- _WHAT TO PRODUCE_
Whenever a line below includes "jacket", add it to the tally, then give the total and nothing more.

- _Natural language region descriptions_

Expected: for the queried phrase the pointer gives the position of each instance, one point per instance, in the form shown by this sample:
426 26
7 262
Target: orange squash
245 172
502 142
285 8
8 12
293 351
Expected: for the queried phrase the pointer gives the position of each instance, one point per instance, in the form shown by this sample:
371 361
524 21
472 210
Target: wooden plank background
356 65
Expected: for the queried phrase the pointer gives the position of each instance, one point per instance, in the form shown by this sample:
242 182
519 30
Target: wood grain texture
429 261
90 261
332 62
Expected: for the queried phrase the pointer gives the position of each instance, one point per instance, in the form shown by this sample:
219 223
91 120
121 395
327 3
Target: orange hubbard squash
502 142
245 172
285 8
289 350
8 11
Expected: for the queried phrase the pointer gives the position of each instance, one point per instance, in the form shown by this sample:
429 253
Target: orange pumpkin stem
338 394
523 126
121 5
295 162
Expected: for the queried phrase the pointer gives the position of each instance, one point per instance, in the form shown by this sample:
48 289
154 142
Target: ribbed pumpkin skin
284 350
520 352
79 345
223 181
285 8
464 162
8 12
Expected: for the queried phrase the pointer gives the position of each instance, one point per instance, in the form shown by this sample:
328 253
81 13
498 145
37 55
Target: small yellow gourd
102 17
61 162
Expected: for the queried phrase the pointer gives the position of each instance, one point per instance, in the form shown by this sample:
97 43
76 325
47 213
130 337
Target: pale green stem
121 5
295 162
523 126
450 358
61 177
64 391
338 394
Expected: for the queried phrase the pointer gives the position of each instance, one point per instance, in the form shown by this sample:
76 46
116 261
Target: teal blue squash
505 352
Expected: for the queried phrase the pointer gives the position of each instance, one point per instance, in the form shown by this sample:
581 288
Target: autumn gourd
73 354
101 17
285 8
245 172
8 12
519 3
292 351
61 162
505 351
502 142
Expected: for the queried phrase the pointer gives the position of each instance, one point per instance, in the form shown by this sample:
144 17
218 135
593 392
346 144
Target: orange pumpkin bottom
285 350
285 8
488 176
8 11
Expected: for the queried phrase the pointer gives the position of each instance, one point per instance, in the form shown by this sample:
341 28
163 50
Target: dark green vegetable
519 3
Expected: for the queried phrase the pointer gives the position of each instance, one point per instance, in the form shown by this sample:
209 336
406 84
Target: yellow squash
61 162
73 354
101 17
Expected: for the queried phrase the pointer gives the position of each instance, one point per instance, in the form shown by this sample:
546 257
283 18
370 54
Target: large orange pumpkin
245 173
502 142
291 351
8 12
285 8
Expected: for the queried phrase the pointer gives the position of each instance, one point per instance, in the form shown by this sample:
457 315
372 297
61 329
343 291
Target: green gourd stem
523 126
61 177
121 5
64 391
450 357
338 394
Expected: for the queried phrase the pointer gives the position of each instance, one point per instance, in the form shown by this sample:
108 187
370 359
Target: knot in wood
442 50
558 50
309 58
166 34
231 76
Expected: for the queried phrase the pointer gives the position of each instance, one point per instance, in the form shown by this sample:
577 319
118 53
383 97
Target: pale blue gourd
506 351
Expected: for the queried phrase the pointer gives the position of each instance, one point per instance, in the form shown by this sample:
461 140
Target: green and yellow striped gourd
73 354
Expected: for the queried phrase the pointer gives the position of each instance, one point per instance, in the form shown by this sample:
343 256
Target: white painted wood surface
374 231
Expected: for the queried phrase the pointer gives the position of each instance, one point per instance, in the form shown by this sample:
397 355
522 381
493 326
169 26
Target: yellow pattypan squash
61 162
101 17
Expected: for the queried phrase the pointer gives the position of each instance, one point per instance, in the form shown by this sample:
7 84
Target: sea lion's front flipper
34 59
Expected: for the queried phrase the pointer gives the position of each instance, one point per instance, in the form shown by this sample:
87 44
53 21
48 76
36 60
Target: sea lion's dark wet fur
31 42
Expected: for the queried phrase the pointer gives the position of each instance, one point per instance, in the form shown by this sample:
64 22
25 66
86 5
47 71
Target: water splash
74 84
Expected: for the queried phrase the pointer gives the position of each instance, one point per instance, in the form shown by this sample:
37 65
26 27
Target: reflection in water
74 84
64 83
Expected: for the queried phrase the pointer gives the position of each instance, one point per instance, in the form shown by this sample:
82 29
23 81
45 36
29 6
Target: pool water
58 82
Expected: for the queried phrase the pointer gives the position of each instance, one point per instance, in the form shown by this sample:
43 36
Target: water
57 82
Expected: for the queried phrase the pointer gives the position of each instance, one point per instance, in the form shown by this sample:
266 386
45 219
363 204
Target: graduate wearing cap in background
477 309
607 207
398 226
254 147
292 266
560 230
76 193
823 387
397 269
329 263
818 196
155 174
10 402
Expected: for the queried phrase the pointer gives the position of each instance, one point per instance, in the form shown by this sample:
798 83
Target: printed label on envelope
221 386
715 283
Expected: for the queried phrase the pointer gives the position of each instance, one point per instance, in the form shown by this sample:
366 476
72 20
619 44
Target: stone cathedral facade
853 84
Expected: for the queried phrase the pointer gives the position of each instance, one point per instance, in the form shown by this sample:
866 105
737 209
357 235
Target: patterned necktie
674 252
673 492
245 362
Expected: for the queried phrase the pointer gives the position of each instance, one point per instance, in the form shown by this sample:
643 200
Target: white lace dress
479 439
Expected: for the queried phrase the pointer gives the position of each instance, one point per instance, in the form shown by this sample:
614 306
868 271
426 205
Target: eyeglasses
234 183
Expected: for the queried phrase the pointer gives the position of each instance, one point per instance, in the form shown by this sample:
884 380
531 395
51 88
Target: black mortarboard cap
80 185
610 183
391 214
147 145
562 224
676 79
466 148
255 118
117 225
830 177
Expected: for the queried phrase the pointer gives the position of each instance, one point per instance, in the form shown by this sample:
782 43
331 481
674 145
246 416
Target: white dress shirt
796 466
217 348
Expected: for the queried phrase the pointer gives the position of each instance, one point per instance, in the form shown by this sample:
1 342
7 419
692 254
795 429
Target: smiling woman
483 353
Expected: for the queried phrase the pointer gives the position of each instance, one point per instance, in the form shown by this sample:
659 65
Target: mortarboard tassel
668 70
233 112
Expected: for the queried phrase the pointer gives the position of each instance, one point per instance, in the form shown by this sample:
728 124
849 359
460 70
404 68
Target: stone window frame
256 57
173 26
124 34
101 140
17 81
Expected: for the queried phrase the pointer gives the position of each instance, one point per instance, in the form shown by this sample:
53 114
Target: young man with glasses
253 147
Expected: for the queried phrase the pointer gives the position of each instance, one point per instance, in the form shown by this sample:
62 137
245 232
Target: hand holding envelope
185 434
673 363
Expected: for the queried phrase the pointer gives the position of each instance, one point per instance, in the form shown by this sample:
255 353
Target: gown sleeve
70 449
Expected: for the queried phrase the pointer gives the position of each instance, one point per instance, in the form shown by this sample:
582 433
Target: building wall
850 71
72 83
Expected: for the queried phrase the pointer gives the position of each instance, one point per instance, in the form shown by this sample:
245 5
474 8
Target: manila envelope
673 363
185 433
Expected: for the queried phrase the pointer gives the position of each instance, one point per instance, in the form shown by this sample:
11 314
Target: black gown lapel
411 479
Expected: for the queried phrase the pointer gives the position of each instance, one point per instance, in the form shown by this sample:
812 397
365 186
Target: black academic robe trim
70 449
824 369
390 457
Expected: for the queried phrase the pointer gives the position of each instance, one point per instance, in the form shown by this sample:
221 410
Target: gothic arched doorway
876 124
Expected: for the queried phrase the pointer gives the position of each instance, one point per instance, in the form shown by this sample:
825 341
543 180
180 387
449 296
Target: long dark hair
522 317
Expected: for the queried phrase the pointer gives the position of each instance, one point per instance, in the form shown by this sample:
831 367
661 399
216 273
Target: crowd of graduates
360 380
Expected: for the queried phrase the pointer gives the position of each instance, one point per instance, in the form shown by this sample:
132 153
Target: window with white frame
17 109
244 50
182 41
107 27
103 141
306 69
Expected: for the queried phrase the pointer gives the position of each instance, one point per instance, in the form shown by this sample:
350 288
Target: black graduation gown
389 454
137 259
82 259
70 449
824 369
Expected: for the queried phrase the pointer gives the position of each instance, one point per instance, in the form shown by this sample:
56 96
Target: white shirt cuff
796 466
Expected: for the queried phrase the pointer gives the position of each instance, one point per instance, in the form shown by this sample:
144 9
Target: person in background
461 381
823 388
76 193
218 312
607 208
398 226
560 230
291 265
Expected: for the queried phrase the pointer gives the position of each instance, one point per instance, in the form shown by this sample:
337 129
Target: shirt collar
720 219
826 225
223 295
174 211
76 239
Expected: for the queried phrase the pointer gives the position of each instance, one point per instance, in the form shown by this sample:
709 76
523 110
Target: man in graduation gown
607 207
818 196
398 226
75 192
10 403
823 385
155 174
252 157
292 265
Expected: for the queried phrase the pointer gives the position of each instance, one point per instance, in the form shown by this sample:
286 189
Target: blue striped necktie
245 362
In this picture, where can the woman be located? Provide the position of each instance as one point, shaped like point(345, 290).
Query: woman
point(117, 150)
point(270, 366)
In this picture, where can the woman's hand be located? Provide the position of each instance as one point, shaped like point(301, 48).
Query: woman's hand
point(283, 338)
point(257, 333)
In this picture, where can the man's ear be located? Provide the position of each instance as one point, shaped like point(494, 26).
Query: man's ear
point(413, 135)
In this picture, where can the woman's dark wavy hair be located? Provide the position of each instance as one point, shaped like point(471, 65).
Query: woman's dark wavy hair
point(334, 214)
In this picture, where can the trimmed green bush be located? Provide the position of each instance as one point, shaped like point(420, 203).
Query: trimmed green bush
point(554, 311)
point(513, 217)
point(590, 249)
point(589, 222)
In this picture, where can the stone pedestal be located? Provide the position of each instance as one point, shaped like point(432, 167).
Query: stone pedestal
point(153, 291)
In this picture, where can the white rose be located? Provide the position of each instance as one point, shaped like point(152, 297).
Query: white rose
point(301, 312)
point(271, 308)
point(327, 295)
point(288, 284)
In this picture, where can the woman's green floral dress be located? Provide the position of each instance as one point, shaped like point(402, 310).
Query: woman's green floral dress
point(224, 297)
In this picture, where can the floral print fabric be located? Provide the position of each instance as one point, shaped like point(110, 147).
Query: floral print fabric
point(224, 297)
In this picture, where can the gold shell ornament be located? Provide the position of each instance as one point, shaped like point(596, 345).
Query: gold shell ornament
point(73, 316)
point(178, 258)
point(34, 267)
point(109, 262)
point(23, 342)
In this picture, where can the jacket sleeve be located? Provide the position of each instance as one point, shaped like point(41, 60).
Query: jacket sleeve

- _EXPECTED ANSWER_
2